_EXERCISE DIRECTIONS:_
Of all the lines in the entries, how many carry the word "Query"? The reply is that number and no more.
_ _ _ _
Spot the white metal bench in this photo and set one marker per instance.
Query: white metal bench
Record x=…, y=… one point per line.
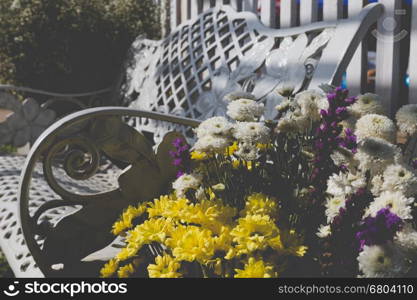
x=81, y=160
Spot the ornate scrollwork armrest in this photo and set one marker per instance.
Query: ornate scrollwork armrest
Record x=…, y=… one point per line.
x=95, y=165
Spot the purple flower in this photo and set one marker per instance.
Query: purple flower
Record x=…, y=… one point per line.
x=341, y=110
x=177, y=162
x=177, y=142
x=380, y=229
x=181, y=157
x=350, y=100
x=414, y=164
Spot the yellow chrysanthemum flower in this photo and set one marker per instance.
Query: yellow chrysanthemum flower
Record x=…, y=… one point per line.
x=224, y=240
x=231, y=149
x=263, y=147
x=211, y=214
x=256, y=269
x=152, y=230
x=191, y=243
x=125, y=271
x=260, y=204
x=196, y=155
x=248, y=164
x=254, y=232
x=125, y=221
x=168, y=207
x=128, y=252
x=109, y=268
x=165, y=267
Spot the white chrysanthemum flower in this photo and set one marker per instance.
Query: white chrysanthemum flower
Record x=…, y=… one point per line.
x=376, y=185
x=407, y=119
x=247, y=151
x=245, y=110
x=308, y=107
x=333, y=206
x=407, y=238
x=287, y=125
x=345, y=184
x=376, y=154
x=286, y=90
x=211, y=143
x=252, y=132
x=383, y=261
x=395, y=201
x=400, y=178
x=366, y=104
x=283, y=106
x=374, y=125
x=324, y=231
x=339, y=158
x=186, y=182
x=238, y=95
x=200, y=194
x=216, y=126
x=349, y=123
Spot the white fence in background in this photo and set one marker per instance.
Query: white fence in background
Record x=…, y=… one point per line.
_ _ _ _
_RESPONSE TO THIS TASK:_
6